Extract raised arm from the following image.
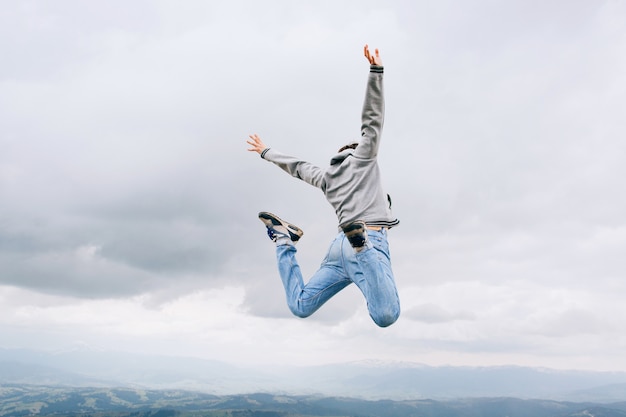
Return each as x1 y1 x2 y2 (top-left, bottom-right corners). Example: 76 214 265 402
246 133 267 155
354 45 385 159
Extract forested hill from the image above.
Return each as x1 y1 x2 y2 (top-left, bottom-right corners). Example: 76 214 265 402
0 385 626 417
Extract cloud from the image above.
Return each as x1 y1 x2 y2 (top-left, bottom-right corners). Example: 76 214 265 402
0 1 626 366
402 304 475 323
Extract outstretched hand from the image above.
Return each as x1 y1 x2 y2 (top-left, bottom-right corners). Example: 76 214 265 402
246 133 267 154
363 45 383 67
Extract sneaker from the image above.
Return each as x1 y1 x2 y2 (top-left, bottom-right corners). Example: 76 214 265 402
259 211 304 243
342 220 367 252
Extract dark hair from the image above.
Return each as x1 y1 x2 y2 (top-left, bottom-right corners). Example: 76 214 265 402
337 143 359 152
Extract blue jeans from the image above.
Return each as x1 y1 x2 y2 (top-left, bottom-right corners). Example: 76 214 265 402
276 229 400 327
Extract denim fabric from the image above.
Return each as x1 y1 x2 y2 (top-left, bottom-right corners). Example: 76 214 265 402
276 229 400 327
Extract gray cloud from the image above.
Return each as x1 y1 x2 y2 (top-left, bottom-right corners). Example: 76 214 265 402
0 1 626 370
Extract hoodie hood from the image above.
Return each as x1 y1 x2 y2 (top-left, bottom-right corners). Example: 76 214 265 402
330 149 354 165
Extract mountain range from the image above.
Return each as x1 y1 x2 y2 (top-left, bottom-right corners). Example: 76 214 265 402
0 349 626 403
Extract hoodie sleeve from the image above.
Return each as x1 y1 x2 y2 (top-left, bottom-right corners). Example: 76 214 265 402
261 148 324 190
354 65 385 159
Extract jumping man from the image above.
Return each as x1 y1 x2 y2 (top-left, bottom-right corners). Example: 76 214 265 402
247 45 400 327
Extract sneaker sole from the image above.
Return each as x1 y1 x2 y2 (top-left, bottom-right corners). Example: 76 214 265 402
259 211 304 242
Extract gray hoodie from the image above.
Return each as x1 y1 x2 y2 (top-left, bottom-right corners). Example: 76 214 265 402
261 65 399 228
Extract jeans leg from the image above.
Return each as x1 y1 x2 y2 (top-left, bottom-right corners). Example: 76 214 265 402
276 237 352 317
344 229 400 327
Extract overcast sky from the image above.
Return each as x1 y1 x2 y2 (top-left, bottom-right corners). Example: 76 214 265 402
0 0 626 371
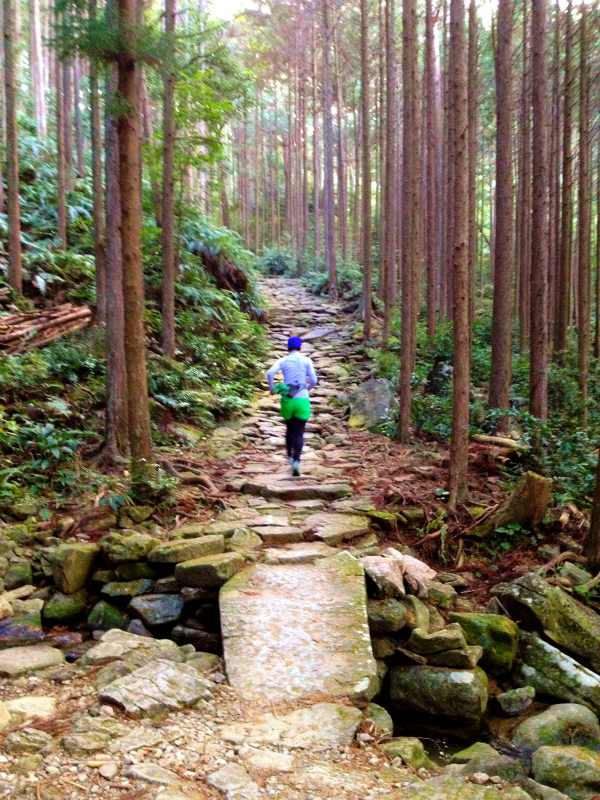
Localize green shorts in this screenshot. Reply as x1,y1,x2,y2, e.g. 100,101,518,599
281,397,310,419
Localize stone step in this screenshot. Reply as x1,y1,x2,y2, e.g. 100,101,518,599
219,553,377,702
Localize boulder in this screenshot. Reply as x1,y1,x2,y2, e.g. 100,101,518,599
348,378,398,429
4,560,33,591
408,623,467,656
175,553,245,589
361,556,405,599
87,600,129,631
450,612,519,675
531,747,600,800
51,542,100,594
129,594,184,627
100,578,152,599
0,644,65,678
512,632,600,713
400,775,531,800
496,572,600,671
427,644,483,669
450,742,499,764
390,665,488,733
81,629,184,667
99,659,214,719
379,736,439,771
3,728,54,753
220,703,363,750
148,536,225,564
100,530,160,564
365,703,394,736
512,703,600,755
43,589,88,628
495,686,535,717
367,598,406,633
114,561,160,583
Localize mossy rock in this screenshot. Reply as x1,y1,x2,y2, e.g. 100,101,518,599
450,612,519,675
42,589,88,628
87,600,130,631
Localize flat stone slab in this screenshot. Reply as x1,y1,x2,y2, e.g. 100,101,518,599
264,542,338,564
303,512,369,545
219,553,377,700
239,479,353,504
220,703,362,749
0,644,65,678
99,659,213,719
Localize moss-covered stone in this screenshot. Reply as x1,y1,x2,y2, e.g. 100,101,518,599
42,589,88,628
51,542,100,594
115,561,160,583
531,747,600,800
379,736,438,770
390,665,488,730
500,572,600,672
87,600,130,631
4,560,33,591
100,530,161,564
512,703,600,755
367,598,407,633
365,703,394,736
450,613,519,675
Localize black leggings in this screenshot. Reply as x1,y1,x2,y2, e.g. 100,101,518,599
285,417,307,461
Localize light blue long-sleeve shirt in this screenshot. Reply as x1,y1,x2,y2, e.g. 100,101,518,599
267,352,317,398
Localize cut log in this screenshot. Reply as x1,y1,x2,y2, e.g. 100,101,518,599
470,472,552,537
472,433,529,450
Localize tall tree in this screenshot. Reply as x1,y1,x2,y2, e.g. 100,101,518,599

____

▶ Required work: Copy all of the material above word for word, leaving out the pictures.

▶ The solution:
Extract raised arm from the following image.
Return each as x1 y1 x2 y2 (top-left, bottom-right corners). Example: 76 214 265 402
246 133 267 155
354 45 385 159
Extract forested hill from the image above.
Return each as x1 y1 x2 y2 (top-left, bottom-right corners). Example: 76 214 265 402
0 385 626 417
Extract cloud from the image above.
Return each as x1 y1 x2 y2 (top-left, bottom-right corners). Example: 76 214 265 402
0 1 626 366
402 304 475 323
Extract outstretched hand from the image above.
Return each as x1 y1 x2 y2 (top-left, bottom-right corners). Example: 76 214 265 402
246 133 267 154
363 45 383 67
Extract sneaker from the image above.
Return each as x1 y1 x2 y2 (top-left, bottom-right corners). Example: 76 214 265 402
259 211 304 243
342 220 367 252
Extract dark hair from the image above.
Return each as x1 y1 x2 y2 (top-left, bottom-right corners). Example: 76 214 265 402
337 143 359 152
Extract blue jeans from the image above.
Return each as x1 y1 x2 y2 (top-left, bottom-right corners). Example: 76 214 265 402
276 229 400 327
Extract denim fabric from the image above.
Return each as x1 y1 x2 y2 (top-left, bottom-right corners). Example: 76 214 265 402
276 229 400 327
Extract gray cloud from the image above.
Return each as x1 y1 x2 y2 (top-left, bottom-right corners). Example: 76 214 265 402
0 1 626 370
Extract hoodie hood from the image above.
Return each as x1 y1 x2 y2 (top-left, bottom-right corners). Example: 76 214 265 402
330 149 354 165
Extract mountain range from the image above.
Return each as x1 y1 x2 y2 (top-left, bottom-right corners). Example: 76 214 265 402
0 349 626 403
Extract hoodie sleeve from the image above.
Return each as x1 y1 x2 y2 (top-left, bottom-right corners). Example: 76 214 265 402
261 148 324 190
354 65 385 159
Extract jumping man from the image above.
Return each as x1 y1 x2 y2 (top-left, bottom-right corners). Example: 76 214 265 402
247 45 400 327
Extract sneaker sole from the image above.
Return each as x1 y1 x2 y2 (top-left, bottom-right corners). Example: 76 214 265 402
259 211 304 242
Extract gray hoodie from the image above.
Return each as x1 y1 x2 y2 (top-left, bottom-right corners). Example: 76 214 265 402
261 65 399 228
Extract jeans leg from the image above.
Return each as x1 y1 x2 y2 (top-left, bottom-right corners). Example: 76 214 265 402
276 237 352 317
344 229 400 327
Extract overcast sky from the image above.
Return each as x1 y1 x2 y2 (top-left, bottom-right corners). Example: 76 214 265 402
0 0 626 371
Localize green shorts in this screenshot. Reply as x1,y1,x2,y2, e.g. 100,101,518,599
281,397,310,419
Localize stone step in this screenshot. Reply as x1,y1,x2,y2, e.g. 100,101,518,599
219,553,377,702
Localize boulder in this screenshot. Reply as x1,y1,x2,y2, e.g. 100,101,518,599
348,378,398,429
4,560,33,591
408,623,467,656
175,553,245,589
361,556,405,599
87,600,129,631
450,612,519,675
531,747,600,800
51,542,100,594
129,594,184,627
100,578,152,599
0,644,65,678
512,632,600,713
400,775,531,800
496,572,600,671
427,644,483,669
450,742,499,764
390,665,488,733
81,629,184,667
99,659,214,719
379,736,439,771
3,728,54,753
220,703,363,750
148,536,225,564
100,530,160,564
365,703,394,736
512,703,600,755
43,589,88,628
495,686,535,717
367,598,406,633
114,561,160,583
Localize mossy rock in this screenshot. Reply as x1,y1,x2,y2, e.g. 100,101,518,599
450,612,519,675
42,589,88,628
87,600,130,631
Localize flat stone slab in this screenshot. Reply as x1,y1,x2,y2, e.g. 100,101,518,599
264,542,338,564
303,512,369,545
219,553,377,700
239,479,353,504
220,703,362,749
0,644,65,678
99,659,213,719
Localize moss-covered stone in this screenshot. Reply as x1,y1,x2,y2, e.g. 100,101,518,599
42,589,88,628
51,542,100,594
115,561,160,583
531,747,600,800
379,736,438,770
390,665,488,730
500,572,600,672
87,600,130,631
4,560,33,591
100,530,161,564
512,703,600,755
367,598,407,633
365,703,394,736
450,613,519,675
Localize black leggings in this screenshot. Reply as x1,y1,x2,y2, e.g. 100,101,518,599
285,417,307,461
Localize light blue long-sleeve shirt in this screenshot. Reply as x1,y1,x2,y2, e.g. 100,101,518,599
267,352,317,398
Localize cut log in this screenshot. Reply as x1,y1,x2,y2, e.g. 100,101,518,599
470,472,552,537
472,433,529,450
Localize tall tree in this screenshot. Reply as x1,y1,x2,y2, e.g. 100,101,518,599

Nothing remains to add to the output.